Former U.S. state affiliate of the Libertarian Party

The Libertarian Party of New Hampshire (LPNH) is a political party in the U.S. state of New Hampshire. It was the state affiliate of the national Libertarian Party (LP) until May 2026, when the Libertarian National Committee voted to disaffiliate from the party. Active since its foundation in 1974, it is the third-largest political party in the state and multiple members have been elected to the New Hampshire House of Representatives.

The party became ballot-qualified after receiving over three percent of the popular vote in the 1990 gubernatorial election and maintained that status in the 1992 and 1994 elections. The party elected multiple members to the state house with the use of electoral fusion with the two major parties. Its caucus in the state house was officially recognized from 1992 to 1995, and Representative Don Gorman served as the party's first state house leader, but lost its ballot status after the 1996 gubernatorial election.

Max Abramson regained ballot-qualified status for the LPNH after he received enough support in the 2016 gubernatorial election. The caucus in the state house was re-recognized in 2017, after Caleb Q. Dyer, Joseph Stallcop, and Brandon Phinney changed their political affiliations to Libertarian. However, the party lost its ballot-qualified status after the 2018 gubernatorial election and all of its members in the state house lost reelection in the 2018 state house elections.

Jiletta Jarvis, a former gubernatorial candidate, attempted to form a new affiliate in 2021, and claimed to have support from Joe Bishop-Henchman, the chair of the national Libertarian Party, but Bishop-Henchman denied supporting her. Bishop-Henchman resigned after an unsuccessful vote to disaffiliate the existing NHLP and Jarvis handed control of party materials back to the existing affiliate.

* **What the task requires**:
Output everything from "The Libertarian Party of" down to "House of Representatives." in the passage on the Libertarian Party of New Hampshire, copied word for word. The rows come from a separate source unrelated to the passage on the Libertarian Party of New Hampshire.

* **Source material**:
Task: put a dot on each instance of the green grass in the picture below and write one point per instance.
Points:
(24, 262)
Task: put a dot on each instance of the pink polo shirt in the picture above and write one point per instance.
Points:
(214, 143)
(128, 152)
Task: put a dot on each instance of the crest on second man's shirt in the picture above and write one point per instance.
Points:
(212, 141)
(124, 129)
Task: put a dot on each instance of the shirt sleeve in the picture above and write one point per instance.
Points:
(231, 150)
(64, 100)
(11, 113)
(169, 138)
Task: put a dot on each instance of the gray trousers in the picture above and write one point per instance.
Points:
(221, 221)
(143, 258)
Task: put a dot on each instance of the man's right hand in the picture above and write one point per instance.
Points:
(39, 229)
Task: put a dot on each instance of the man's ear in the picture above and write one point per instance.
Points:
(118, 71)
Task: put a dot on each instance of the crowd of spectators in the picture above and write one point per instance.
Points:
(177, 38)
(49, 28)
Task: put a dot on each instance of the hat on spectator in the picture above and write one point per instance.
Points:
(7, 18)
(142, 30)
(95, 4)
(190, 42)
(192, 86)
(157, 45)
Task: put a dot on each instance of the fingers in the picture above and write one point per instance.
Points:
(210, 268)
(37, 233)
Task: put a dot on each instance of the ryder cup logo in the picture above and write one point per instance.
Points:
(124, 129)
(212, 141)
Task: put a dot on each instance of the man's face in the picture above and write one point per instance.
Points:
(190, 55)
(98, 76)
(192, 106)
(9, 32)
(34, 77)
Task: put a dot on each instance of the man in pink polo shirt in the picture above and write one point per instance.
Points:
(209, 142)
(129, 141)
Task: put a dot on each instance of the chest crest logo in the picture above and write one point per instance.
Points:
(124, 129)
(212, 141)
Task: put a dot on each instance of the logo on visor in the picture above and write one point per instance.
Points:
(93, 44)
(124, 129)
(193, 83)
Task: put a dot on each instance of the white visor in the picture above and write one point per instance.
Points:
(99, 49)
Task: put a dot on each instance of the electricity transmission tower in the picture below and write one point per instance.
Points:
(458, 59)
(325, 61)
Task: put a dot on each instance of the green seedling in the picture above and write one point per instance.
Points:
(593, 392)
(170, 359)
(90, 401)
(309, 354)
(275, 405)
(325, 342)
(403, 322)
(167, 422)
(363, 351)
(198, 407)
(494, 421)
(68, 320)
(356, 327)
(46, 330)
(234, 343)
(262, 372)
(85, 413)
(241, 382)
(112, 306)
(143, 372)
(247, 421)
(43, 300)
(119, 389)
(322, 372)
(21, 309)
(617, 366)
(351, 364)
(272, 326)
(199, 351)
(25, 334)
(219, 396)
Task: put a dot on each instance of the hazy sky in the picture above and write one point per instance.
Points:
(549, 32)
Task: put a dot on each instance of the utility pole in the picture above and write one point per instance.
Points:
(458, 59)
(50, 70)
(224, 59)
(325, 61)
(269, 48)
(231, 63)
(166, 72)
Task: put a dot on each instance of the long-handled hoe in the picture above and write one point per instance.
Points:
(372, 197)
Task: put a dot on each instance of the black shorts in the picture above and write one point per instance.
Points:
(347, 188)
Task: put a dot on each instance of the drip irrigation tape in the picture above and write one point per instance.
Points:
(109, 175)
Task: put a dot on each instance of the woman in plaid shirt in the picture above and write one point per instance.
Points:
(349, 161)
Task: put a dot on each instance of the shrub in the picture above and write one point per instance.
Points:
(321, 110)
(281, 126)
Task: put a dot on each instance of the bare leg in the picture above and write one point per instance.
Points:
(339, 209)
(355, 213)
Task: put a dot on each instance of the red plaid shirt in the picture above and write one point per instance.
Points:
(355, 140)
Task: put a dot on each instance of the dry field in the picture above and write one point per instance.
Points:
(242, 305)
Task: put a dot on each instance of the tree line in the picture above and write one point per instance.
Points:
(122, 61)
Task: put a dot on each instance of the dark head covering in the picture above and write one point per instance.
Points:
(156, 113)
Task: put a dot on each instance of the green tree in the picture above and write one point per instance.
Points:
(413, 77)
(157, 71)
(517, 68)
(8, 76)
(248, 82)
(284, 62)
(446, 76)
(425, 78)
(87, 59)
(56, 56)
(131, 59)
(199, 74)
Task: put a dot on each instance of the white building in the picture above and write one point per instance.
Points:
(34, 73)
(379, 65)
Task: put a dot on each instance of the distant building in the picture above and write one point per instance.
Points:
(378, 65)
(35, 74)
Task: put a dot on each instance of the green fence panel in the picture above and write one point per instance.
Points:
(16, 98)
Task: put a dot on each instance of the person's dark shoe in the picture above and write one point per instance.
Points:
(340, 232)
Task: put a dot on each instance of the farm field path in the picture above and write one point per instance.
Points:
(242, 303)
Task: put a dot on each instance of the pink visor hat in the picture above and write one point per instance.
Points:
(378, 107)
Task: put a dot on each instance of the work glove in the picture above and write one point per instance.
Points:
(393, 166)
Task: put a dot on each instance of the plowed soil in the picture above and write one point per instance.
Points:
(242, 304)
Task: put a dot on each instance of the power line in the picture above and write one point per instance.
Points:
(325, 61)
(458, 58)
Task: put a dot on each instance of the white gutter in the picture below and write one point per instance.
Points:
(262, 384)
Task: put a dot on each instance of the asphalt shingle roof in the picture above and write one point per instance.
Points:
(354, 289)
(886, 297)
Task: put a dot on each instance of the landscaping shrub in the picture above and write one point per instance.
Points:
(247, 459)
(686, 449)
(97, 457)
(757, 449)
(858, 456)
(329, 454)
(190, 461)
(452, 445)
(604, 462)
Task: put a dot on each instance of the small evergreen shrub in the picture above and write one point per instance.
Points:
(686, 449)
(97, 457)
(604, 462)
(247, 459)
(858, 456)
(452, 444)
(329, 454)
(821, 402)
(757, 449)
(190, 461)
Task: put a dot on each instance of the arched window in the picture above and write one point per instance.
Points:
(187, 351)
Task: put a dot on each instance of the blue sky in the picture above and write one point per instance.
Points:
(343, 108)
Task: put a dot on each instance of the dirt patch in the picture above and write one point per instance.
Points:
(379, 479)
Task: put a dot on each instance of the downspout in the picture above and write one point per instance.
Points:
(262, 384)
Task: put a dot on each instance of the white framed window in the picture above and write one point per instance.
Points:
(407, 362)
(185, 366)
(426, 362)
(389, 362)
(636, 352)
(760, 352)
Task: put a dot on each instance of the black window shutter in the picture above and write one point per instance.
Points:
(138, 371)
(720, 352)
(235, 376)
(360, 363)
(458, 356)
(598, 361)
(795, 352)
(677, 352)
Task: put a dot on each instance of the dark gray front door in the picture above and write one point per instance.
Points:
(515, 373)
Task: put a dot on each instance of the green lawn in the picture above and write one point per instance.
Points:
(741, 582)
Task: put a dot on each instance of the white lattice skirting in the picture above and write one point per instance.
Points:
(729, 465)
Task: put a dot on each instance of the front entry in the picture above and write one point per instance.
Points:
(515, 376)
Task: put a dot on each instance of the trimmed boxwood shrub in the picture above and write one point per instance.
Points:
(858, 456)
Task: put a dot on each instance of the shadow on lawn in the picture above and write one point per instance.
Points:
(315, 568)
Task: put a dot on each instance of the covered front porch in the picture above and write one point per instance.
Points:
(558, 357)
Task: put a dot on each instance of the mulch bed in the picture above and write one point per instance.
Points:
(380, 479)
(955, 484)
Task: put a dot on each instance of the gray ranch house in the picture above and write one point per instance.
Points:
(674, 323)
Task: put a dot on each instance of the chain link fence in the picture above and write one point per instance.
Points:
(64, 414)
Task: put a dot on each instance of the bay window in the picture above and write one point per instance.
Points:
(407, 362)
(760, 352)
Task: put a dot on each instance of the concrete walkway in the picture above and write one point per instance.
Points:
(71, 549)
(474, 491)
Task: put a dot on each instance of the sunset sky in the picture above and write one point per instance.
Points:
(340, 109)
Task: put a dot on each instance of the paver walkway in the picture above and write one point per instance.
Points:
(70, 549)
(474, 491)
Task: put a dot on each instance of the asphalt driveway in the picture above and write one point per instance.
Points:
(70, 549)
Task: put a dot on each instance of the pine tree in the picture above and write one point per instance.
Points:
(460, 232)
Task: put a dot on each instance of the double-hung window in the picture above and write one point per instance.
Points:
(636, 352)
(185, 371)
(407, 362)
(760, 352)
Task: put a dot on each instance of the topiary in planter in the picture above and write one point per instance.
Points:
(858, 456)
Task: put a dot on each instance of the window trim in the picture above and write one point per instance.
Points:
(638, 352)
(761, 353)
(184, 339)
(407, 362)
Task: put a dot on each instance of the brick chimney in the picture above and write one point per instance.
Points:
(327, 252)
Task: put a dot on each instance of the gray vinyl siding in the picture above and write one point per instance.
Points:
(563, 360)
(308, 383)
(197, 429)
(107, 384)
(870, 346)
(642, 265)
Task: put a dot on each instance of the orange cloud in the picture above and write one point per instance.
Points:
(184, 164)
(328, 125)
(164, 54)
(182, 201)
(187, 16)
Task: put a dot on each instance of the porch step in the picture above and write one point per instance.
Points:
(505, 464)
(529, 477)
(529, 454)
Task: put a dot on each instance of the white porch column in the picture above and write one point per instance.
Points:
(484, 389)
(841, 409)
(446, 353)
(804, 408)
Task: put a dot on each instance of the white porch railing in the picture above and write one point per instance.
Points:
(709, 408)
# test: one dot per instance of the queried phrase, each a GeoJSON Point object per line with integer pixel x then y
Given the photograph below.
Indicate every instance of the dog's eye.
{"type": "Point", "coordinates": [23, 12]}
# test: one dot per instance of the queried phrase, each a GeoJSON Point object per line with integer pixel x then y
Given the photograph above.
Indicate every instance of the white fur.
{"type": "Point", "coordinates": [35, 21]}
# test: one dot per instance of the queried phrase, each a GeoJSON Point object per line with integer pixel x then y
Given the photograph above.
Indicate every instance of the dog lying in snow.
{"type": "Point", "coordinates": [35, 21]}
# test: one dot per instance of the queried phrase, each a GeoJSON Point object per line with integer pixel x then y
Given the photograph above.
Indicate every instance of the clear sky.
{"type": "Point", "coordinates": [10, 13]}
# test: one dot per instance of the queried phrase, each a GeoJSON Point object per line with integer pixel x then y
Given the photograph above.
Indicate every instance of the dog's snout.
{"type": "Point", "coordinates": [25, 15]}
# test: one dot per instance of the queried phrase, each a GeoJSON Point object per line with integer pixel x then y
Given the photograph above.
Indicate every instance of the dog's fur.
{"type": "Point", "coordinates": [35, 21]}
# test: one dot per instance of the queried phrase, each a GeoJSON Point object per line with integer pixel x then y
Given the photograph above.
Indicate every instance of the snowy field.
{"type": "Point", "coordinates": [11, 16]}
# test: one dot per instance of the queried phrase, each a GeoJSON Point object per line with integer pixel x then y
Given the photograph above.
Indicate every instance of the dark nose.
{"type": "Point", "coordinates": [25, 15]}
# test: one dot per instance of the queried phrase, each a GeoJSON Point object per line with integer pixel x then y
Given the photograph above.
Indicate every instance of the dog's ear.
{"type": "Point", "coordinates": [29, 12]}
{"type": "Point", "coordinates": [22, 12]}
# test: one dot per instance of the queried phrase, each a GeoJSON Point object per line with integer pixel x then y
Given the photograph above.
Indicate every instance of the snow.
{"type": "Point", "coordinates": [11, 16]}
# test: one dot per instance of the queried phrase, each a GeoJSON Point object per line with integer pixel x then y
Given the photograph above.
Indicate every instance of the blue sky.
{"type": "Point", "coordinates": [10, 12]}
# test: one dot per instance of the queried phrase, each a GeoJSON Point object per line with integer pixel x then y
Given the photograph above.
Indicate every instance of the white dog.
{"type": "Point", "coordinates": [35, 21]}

* **Response**:
The Libertarian Party of New Hampshire (LPNH) is a political party in the U.S. state of New Hampshire. It was the state affiliate of the national Libertarian Party (LP) until May 2026, when the Libertarian National Committee voted to disaffiliate from the party. Active since its foundation in 1974, it is the third-largest political party in the state and multiple members have been elected to the New Hampshire House of Representatives.